- What you should do
Pick out every line of the material that contains the word "door" and copy each one.

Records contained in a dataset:

****************************************

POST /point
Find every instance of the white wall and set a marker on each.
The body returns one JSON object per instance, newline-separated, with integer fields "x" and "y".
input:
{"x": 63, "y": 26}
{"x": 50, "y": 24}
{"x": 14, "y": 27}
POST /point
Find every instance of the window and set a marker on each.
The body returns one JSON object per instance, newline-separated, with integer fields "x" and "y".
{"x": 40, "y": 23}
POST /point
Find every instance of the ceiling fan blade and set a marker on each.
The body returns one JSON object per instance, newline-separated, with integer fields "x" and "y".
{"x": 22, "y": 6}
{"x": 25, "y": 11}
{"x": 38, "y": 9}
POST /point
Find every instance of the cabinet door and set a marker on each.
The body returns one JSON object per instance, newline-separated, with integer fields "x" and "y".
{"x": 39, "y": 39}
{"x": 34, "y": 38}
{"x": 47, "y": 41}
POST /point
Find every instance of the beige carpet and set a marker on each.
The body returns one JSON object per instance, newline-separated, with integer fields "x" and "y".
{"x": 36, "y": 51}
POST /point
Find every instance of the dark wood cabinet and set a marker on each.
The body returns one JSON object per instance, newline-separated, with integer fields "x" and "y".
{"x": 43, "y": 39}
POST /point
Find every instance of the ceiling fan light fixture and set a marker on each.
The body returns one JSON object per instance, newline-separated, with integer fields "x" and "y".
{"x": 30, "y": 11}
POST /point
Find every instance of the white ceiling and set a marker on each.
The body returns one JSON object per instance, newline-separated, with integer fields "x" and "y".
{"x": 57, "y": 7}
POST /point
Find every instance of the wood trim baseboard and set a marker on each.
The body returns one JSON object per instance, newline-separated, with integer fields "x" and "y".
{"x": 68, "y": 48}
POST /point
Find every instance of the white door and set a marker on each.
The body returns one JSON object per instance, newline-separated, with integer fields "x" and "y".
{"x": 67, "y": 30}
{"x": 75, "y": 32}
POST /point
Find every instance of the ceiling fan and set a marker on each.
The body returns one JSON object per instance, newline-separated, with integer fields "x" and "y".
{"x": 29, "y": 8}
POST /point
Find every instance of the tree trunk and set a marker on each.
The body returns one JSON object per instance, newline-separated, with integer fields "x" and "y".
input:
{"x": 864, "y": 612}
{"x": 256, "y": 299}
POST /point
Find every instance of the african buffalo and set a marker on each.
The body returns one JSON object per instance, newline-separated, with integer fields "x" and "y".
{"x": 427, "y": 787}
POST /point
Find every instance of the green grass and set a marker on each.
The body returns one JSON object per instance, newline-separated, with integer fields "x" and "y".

****************************************

- Exercise response
Find every instance of the cabinet door and set a marker on each.
Find every instance of the white door and set a marker on each.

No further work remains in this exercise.